Drawing from more than fifty interviews with prominent musicians, artists, scholars, lawyers, and music industry representatives, Copyright Criminals looks at the development of sound collage (also known as sampling). The film explores the complicated impact that copyright law has had on the creative practice of sampling and studies the conflicting opinions artists and others have about appropriation.
“This contest, like our documentary, examines what it means to be creative in an age of digital reproduction,” says Kembrew McLeod, co-director of Copyright Criminals. “Artists have traditionally borrowed from each other and have been directly inspired by the world around them. But what happens when digital technologies allow for very literal quotes to be inserted into new works?”
Samples of dialogue by artists like De La Soul, DJ Qbert, and members of Public Enemy, as well as Matmos, Coldcut, and members of Negativland – all taken from interviews conducted for Copyright Criminals – are available online at the popular remix community ccMixter for use as source material to be included in entrants’ songs. The audio snippets are available to the public for free through the use of Creative Commons licensing, which allows for the sharing of and building upon existing creative works. Entries will be judged by McLeod, Franzen, and author/producer Jeff Chang. Contest rules and details are available at ccMixter.

[Rows from a data collection]
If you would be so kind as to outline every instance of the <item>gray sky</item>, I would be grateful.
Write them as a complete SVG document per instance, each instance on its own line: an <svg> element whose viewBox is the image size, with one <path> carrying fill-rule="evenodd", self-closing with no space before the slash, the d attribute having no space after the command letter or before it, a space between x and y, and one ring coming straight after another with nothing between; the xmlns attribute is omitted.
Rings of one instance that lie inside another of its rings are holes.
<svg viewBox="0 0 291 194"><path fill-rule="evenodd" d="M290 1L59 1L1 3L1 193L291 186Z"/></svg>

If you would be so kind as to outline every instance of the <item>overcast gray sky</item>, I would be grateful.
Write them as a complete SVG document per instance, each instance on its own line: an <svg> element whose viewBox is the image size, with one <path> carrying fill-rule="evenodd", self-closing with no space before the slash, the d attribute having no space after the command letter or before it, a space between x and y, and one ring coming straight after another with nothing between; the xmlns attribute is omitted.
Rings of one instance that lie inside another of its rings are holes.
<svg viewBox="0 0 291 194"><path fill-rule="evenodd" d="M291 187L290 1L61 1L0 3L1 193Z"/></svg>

■ Things to do
1 > In the Copyright Criminals passage, rewrite the stretch from "Samples of dialogue" through "available at ccMixter.", changing "audio snippets" to "voice clips".
2 > Translate this sentence from the Copyright Criminals passage into Spanish: "Artists have traditionally borrowed from each other and have been directly inspired by the world around them."

■ Outputs for the tasks
1 >
Samples of dialogue by artists like De La Soul, DJ Qbert, and members of Public Enemy, as well as Matmos, Coldcut, and members of Negativland – all taken from interviews conducted for Copyright Criminals – are available online at the popular remix community ccMixter for use as source material to be included in entrants’ songs. The voice clips are available to the public for free through the use of Creative Commons licensing, which allows for the sharing of and building upon existing creative works. Entries will be judged by McLeod, Franzen, and author/producer Jeff Chang. Contest rules and details are available at ccMixter.

2 > Tradicionalmente, los artistas han tomado prestado unos de otros y se han inspirado directamente en el mundo que los rodea.